• _Text section_
_ _ _ _
Proof of God from Morality

"Why is murder bad then? Why is stealing wrong? Why is lying wrong? Why should we respect one another? What is decent? You cannot avoid God's moral Law. God wrote His law on your heart. That is why you have guilt."

Posted to Christian Worldview Network, 12/07/06 05:46:20

First, we have to agree on what we mean by "morality". That is, we have to understand what we mean by "bad" and "wrong". For example: is it wrong that a lion kills a deer to feed it's young? You and I (and the lions) would probably agree that it is not wrong. But the deer would not agree. How is this relevant to our current question? It's an illustration of how "bad" and "wrong" are relative terms that depend on your viewpoint.
_ _ _ _
• _Supplied records_

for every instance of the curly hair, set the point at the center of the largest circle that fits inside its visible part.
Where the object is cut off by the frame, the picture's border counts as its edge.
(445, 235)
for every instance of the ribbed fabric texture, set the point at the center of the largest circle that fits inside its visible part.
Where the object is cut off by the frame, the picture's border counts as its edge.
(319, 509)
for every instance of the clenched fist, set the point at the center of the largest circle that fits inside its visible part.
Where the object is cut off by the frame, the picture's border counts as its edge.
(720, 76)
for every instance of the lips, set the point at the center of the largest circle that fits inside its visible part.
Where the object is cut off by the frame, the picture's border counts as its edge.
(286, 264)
_ _ _ _
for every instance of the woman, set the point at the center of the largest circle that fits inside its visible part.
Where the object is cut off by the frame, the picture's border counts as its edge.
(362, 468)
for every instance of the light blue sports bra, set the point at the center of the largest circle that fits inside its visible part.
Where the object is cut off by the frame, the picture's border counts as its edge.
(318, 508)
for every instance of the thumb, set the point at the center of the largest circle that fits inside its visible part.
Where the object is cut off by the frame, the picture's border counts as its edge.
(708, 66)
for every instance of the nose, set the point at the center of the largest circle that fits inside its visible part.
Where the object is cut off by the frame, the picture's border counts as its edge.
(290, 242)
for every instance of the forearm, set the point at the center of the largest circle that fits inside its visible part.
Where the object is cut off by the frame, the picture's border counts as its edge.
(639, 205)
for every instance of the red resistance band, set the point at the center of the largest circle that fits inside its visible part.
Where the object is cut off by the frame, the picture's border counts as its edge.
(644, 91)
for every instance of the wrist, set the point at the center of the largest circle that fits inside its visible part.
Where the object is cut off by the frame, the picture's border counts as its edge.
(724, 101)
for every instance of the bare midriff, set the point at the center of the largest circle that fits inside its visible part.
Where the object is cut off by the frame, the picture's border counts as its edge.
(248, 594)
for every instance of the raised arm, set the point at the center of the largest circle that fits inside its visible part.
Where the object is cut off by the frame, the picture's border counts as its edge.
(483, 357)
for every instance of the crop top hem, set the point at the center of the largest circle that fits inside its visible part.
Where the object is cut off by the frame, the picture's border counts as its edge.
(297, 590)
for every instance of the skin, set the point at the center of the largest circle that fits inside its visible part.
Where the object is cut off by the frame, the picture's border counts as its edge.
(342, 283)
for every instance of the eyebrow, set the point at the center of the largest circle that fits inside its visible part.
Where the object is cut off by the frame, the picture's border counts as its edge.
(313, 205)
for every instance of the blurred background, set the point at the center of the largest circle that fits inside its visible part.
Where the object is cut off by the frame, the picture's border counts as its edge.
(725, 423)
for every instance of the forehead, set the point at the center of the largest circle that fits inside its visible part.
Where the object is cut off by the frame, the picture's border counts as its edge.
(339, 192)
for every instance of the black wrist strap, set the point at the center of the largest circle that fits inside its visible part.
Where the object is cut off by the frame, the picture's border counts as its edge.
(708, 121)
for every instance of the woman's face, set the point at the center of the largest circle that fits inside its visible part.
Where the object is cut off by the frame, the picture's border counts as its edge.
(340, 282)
_ _ _ _
• _List of tasks_
• a. Summarize the morality passage in two sentences.
• b. Please write the next part of the morality passage, picking up after its last sentence.
The material has no role in this work.

• _Task-by-task results_
• a. A quoted post asks why murder, stealing, and lying are wrong and claims that God's moral law, written on the heart, is the reason people feel guilt. In response, the writer says that "morality" must first be defined, and uses a lion killing a deer to feed its young to show that "bad" and "wrong" are relative terms that depend on viewpoint.

• b.
Let's use the name "cosmic viewpoint" to describe the realization that nothing we humans can do is either good or bad because we're all just as much part of nature as the lion or the deer; just a spec of stardust in the vastness of the universe, so small we can't even imagine. From this cosmic viewpoint, nothing that happens to us or anything else on earth, really matters. We die, we no longer exist, and how we died no longer matters. It's as if we never lived, just like it was before we were born.

But we don't always judge everything from this cosmic viewpoint; we often view our universe in relation to ourselves. The deer sees the lion's attack as "bad" from this viewpoint because deer suffer at the hand (well...paw) of lions. The lion sees the same act as "good" since deer provide a vital source of food lions. Humans see the killing of other humans as wrong - it's a source of danger for us, our family members, and others for whom we care. Humans who feel a since of connection with other forms of life view killing of animals for food as wrong - those who feel less a sense of connection do not. Some people are outraged over cruelty to dogs or cows, others don't mind working in animal shelters or slaughter houses.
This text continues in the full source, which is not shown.